Bounding-box records:
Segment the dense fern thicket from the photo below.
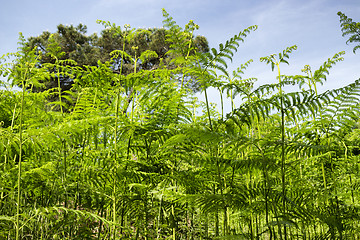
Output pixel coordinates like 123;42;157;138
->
0;8;360;240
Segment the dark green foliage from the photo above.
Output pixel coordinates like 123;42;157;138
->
0;10;360;240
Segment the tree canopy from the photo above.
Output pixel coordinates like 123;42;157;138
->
25;21;209;91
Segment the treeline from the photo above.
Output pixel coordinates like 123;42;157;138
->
0;10;360;240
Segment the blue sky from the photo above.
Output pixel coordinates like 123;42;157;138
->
0;0;360;110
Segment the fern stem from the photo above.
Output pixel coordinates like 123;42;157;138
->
16;70;27;240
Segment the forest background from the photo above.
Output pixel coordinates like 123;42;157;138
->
0;2;360;240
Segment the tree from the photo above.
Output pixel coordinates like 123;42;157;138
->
22;21;209;91
338;12;360;53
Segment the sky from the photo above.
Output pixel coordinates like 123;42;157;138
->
0;0;360;111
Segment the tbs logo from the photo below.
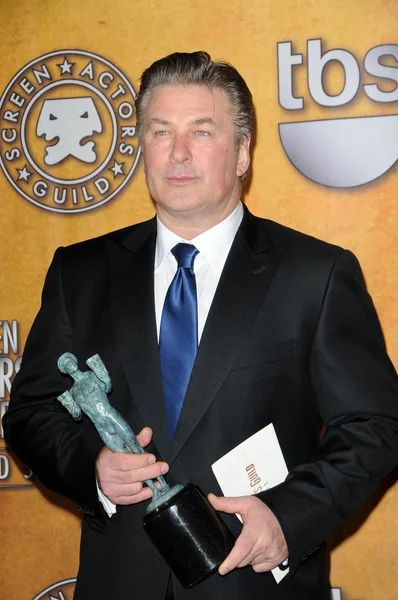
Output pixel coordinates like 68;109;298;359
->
278;39;398;188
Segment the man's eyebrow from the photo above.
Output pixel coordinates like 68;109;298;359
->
148;117;169;125
189;117;217;127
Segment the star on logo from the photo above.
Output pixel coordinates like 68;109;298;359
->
17;165;33;182
57;56;75;75
109;160;124;178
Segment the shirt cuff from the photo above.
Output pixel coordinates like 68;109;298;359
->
95;479;116;518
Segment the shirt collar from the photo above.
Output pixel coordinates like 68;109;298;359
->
155;202;243;273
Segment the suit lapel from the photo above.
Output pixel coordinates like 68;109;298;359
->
108;219;170;458
168;211;284;463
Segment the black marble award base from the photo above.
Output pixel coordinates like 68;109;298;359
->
143;483;235;588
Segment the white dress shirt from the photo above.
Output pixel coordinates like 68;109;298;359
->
97;202;243;517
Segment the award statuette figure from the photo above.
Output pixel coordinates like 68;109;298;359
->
58;352;235;588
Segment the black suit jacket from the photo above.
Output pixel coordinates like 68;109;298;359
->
4;211;398;600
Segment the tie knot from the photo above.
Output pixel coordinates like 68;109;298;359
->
171;242;199;271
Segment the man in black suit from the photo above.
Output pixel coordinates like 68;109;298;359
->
4;52;398;600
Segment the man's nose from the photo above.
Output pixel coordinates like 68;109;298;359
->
170;135;192;163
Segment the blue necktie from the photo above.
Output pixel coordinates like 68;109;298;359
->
159;243;199;439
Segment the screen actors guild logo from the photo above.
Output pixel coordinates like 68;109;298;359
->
278;39;398;188
0;50;140;213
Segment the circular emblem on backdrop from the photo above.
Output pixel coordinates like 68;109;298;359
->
33;578;76;600
0;50;140;213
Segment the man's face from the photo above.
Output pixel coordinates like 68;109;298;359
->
143;85;250;227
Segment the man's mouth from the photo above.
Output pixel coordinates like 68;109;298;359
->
166;175;198;185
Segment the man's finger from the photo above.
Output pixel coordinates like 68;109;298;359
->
208;494;245;514
218;530;253;575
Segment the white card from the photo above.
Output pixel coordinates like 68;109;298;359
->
212;423;289;583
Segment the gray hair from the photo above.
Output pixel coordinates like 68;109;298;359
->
135;51;254;180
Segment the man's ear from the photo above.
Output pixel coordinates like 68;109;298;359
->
236;137;251;177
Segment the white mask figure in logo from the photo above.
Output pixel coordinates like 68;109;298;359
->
36;97;102;165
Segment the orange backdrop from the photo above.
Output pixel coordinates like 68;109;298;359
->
0;0;398;600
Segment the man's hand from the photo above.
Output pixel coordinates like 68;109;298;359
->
97;427;169;504
208;494;288;575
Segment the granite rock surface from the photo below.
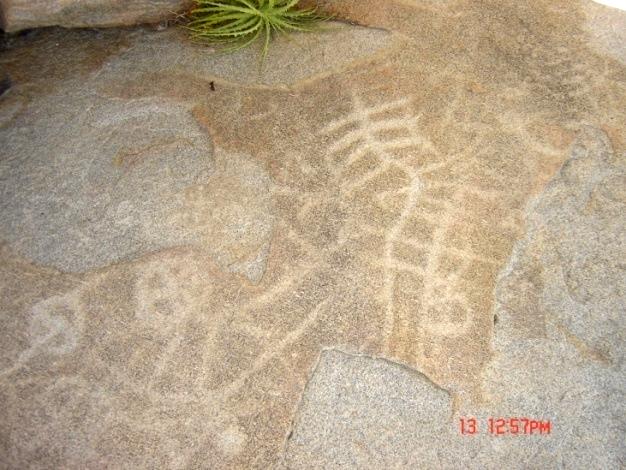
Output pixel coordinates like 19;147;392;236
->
0;0;626;468
0;0;192;32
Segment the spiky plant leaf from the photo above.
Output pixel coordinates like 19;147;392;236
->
186;0;329;59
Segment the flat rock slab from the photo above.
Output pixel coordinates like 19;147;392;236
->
282;129;626;469
0;0;192;32
0;0;626;469
283;350;452;468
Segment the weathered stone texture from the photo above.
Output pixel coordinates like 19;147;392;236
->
0;0;626;469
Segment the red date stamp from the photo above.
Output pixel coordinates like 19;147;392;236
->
459;418;552;436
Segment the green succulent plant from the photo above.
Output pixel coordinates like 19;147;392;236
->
187;0;329;59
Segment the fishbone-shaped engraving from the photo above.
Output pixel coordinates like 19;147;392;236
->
322;91;496;354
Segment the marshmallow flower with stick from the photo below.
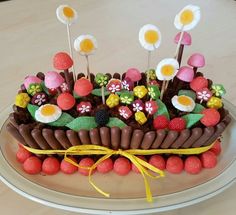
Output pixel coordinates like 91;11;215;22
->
139;24;161;83
56;5;78;79
74;35;97;80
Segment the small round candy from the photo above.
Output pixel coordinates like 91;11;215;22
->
60;157;78;174
23;156;42;175
166;155;184;174
78;158;95;176
149;155;166;170
114;157;131;176
74;78;93;96
16;145;32;163
184;155;202;174
97;158;113;174
42;157;60;175
57;93;75;110
200;151;217;169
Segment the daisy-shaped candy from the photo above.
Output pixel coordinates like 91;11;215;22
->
139;24;161;51
174;5;201;31
145;101;158;115
76;102;92;113
56;5;78;25
106;79;121;93
196;88;212;103
132;99;144;112
74;35;97;56
118;106;132;119
156;58;179;81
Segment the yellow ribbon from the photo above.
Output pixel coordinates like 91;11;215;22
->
24;143;214;202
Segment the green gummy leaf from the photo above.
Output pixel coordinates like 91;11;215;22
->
192;103;205;113
92;88;110;96
65;116;98;131
178;90;196;101
47;113;74;127
182;113;203;128
154;99;170;119
106;117;127;128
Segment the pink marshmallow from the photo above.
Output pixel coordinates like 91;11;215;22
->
176;66;194;82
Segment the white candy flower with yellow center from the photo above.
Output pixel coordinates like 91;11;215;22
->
139;24;161;51
156;58;179;81
56;5;78;25
74;35;97;56
174;5;201;31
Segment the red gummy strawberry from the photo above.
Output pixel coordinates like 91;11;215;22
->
200;108;220;127
153;115;169;130
190;76;208;91
184;155;202;174
169;117;186;131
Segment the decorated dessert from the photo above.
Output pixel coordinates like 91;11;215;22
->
7;5;231;201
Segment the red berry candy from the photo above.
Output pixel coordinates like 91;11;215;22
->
78;158;95;176
149;155;166;170
210;140;221;156
153;115;169;130
169;117;186;131
16;144;32;163
42;157;60;175
114;157;131;175
74;78;93;96
23;156;42;175
60;157;78;174
97;158;113;173
190;76;208;91
184;155;202;174
57;93;75;110
166;155;184;174
200;108;220;127
200;151;217;168
131;155;147;173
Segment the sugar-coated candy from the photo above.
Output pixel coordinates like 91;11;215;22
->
135;111;147;125
74;78;93;96
57;93;75;110
42;157;60;175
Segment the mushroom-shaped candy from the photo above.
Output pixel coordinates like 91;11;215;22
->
188;53;205;73
174;32;192;65
176;66;194;82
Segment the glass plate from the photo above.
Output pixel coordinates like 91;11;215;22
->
0;101;236;215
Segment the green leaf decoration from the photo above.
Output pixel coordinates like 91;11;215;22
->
192;103;205;113
106;117;127;128
182;113;203;128
47;113;74;127
154;99;170;119
92;88;110;96
178;90;196;101
65;116;98;131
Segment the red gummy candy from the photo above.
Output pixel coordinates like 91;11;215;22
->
200;151;217;168
190;76;208;91
153;115;169;130
57;93;75;110
114;157;131;176
74;78;93;96
149;155;166;170
97;158;113;173
23;156;42;175
184;155;202;174
166;155;184;174
200;108;220;127
60;157;78;174
78;158;95;176
42;157;60;175
169;117;186;131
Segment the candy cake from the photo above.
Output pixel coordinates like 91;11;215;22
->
4;5;231;202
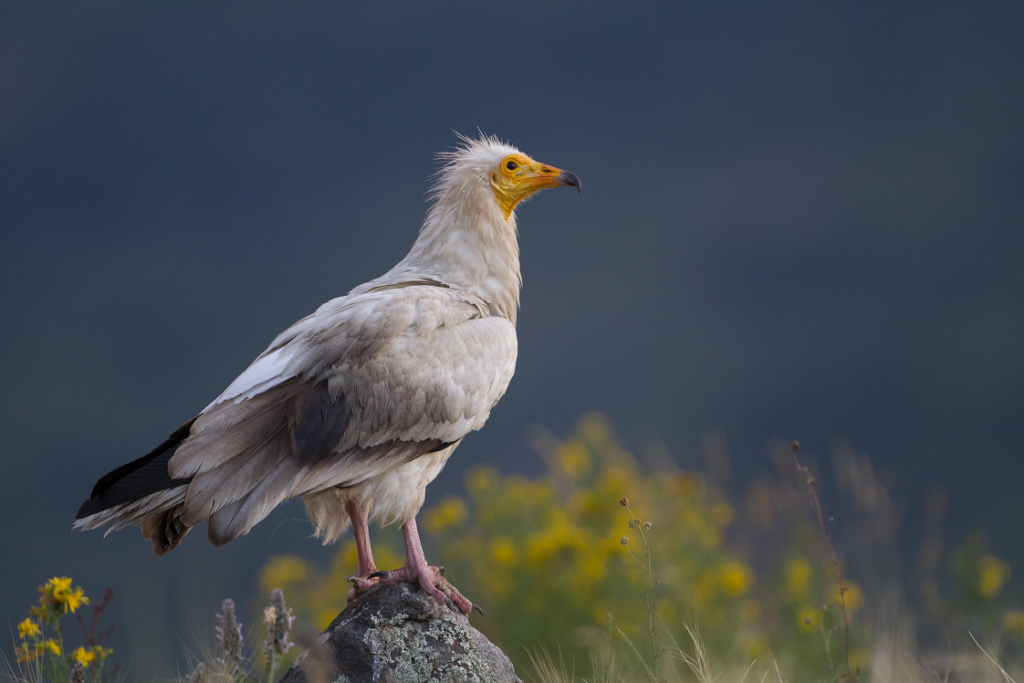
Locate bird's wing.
[168,284,516,545]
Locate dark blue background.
[0,2,1024,675]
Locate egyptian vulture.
[75,137,580,612]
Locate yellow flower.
[71,647,96,667]
[423,496,469,533]
[40,577,71,595]
[14,646,39,661]
[39,577,89,614]
[722,560,754,598]
[797,605,821,632]
[978,555,1010,599]
[1002,609,1024,635]
[785,557,814,598]
[17,618,43,639]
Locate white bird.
[75,137,580,612]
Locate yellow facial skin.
[490,155,580,220]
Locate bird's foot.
[371,562,475,614]
[348,571,387,604]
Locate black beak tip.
[558,171,581,195]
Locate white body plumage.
[76,133,579,553]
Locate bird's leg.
[345,499,378,602]
[377,517,473,614]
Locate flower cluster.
[14,577,114,681]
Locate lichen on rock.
[282,584,521,683]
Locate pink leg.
[380,518,473,614]
[345,499,377,602]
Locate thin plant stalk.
[622,498,660,676]
[793,441,859,681]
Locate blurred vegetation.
[4,415,1024,683]
[6,577,117,683]
[260,415,1024,680]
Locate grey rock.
[281,583,522,683]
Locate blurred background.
[0,2,1024,675]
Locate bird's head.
[487,152,580,220]
[433,135,580,221]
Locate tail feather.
[141,508,191,556]
[75,418,196,520]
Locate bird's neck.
[391,187,522,325]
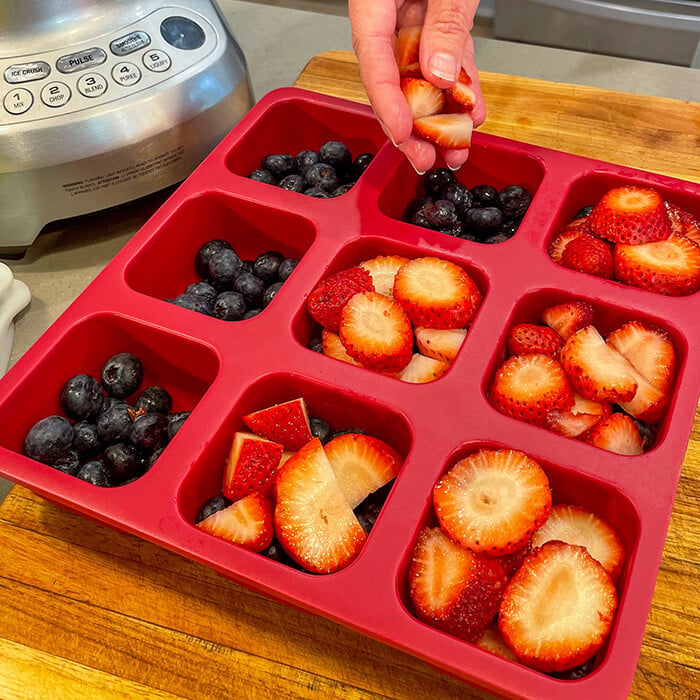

Directions: Return the lines of the material above, unchanged, from the line containing "Segment the gray hair from the photo above." through the line containing "208;494;288;575". Give only those lines.

Answer for the task:
Segment the gray hair from the photo above.
Output pixel coordinates like 68;109;298;359
->
135;51;254;180
Segment the man's ear from the photo above.
Output pixel coordinates like 68;109;298;359
->
236;137;251;177
Segment the white mask figure in logo from the photo above.
Output pixel coordinates like 68;109;298;359
->
36;97;102;165
Segment the orange backdrop from the photo above.
Output pixel coordinates like 68;109;298;359
->
0;0;398;600
Segment the man's hand from the photo above.
Output pixel coordinates like 68;109;298;359
->
97;427;169;504
208;494;288;575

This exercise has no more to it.